Material to process:
_____
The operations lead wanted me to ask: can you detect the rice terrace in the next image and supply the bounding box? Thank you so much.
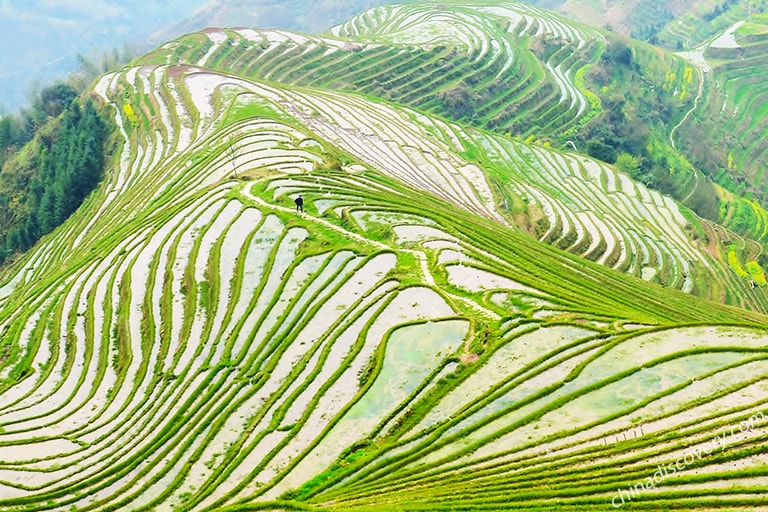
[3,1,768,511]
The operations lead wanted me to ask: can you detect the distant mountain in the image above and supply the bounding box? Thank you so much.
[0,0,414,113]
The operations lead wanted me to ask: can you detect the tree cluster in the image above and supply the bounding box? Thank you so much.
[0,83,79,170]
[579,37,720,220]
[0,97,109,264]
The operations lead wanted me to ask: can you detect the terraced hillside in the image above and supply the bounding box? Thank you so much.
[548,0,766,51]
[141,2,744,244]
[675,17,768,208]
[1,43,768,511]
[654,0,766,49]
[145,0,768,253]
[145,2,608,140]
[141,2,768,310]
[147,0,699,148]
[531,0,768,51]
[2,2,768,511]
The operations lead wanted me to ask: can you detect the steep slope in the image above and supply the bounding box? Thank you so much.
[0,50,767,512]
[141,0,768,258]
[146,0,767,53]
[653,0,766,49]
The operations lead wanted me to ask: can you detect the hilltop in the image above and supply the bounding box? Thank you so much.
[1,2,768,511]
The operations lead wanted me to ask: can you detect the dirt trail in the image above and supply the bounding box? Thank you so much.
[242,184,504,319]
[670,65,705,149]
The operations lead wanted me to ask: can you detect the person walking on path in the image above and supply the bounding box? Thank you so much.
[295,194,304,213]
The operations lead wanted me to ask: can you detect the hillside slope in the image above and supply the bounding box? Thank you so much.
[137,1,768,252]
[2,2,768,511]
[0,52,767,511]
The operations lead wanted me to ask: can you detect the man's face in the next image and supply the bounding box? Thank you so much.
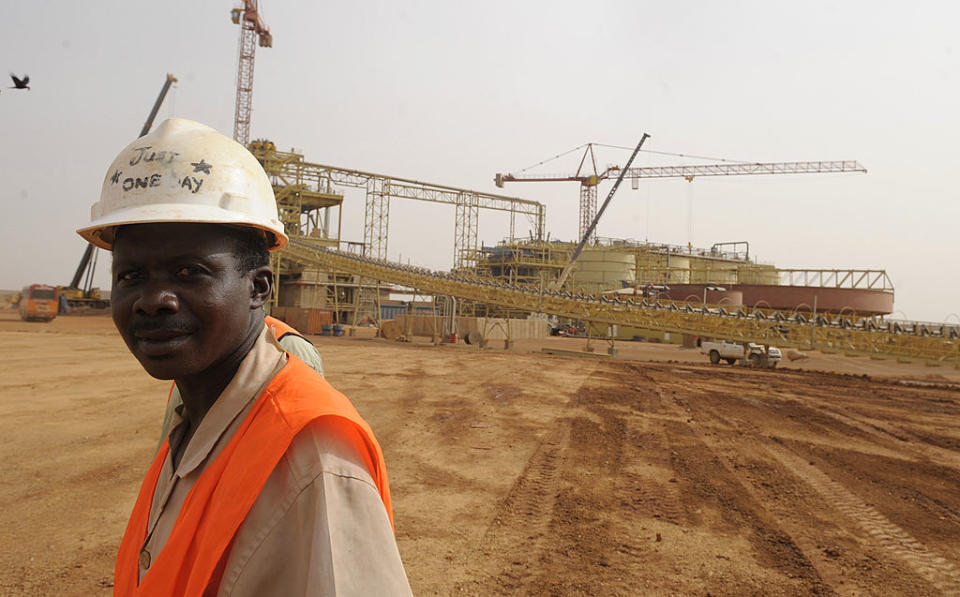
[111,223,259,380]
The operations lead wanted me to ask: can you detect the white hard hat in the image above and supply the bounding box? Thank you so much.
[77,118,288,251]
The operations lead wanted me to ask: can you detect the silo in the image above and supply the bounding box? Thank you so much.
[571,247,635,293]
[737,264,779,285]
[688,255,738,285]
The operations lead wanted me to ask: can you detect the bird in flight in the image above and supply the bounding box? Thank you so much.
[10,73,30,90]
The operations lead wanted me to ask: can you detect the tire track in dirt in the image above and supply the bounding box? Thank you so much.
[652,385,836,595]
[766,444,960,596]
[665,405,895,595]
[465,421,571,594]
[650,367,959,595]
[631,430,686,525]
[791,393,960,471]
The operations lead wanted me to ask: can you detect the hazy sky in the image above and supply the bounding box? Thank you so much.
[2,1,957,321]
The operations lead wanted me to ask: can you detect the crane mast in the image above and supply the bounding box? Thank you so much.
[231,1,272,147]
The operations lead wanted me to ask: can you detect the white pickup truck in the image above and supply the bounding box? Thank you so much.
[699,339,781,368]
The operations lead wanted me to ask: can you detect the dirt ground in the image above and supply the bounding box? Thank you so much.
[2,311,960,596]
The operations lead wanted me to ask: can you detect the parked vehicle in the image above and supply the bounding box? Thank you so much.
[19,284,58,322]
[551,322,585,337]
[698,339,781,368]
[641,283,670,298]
_____
Work to be completed: Copy everything in the records above except the pictures, exactly as written.

Exercise response:
The operations lead wanted me to ask: can you detect the rice terrace in the next image and supply the bounding box? Thank you so much.
[3,1,768,511]
The operations lead wanted me to ask: can you detect the distant mountain in the image above and supply the bounding box? Thank you so much.
[0,0,414,113]
The operations lead wanted me to ask: can you detect the tree cluster in the image above and supply the bounding box? Thank you so much.
[0,83,79,170]
[579,37,720,220]
[0,97,109,264]
The operations lead wanted me to ask: can you detect the terraced hillside in the image above and supply the bounding box? Thank you so much.
[548,0,766,51]
[141,2,744,244]
[675,17,768,208]
[1,43,768,511]
[654,0,766,49]
[145,0,768,253]
[145,2,608,140]
[141,2,768,310]
[147,0,699,148]
[531,0,768,51]
[2,2,768,511]
The operations lead wanted me to ask: can you detect the steep slope in the image above and supply the bounding box? Thank you so much.
[0,50,767,512]
[141,0,768,258]
[146,0,767,53]
[653,0,766,49]
The operations lead wanted me to ask: can you detect the hilltop in the image above and supply the bounding box? Thank you so much.
[1,2,768,511]
The operations lead wanted me to ask: can you detect the dirt trail in the image above and supply the bounding box? Thank you so much.
[242,184,504,319]
[670,65,705,149]
The operations lead wanted me to ask: can you detect the person walking on path in the image above and supply the bounding box? Thank you so much.
[295,194,304,213]
The operations lead wanted me to ask: can you detect the hillside slope in the image above and supply the bounding box? Thank you so much.
[137,1,768,252]
[2,2,768,511]
[0,52,767,511]
The operations lead wanted me to ask: can you detect the man's face in the next image and supply the bounding box? Thank you so much.
[111,223,259,380]
The operations lead wanted me to ask: can you detect the white hard hat in the image above and supply the bounding box? Thank you so much.
[77,118,288,251]
The operations lead wanted me to ask: can you detect the silo in the image above and supply the bounding box? Thank you so much.
[571,247,635,293]
[737,264,779,285]
[688,255,738,285]
The operations lead wanted me to ask: can you detect the bird in flight in the image above and supply the bounding box? Thank you so much.
[10,73,30,90]
The operations lead wanted me to ask: can you detect the tire track in dirt in the image above and supply the bounding box? Thank you so much.
[652,385,836,595]
[766,444,960,596]
[665,405,895,595]
[465,421,571,594]
[650,367,959,595]
[631,430,686,525]
[791,393,960,471]
The operations lead wanted me to ask: can you detect the hazy sky in the image above and supply the bounding box? Thank you so much.
[2,1,957,321]
The operations lead wanted me to ask: can you detect the crane mast in the image above and supply the bounding box? Thank you so much.
[231,1,272,147]
The operations lead wanted me to ask: can you detect the white pickup truck in the image above and supply the bounding box? Thank you so much.
[699,339,781,368]
The operations lead wanted me to ask: can you detect the dirt ground in the image above and supply the bounding box? Thank you so much.
[2,311,960,596]
The operations lead wanted me to ask: can you detect the parked vehicle in the image above and supply the bounding box? Thank you so much.
[19,284,58,322]
[551,322,585,337]
[698,339,781,368]
[641,283,670,298]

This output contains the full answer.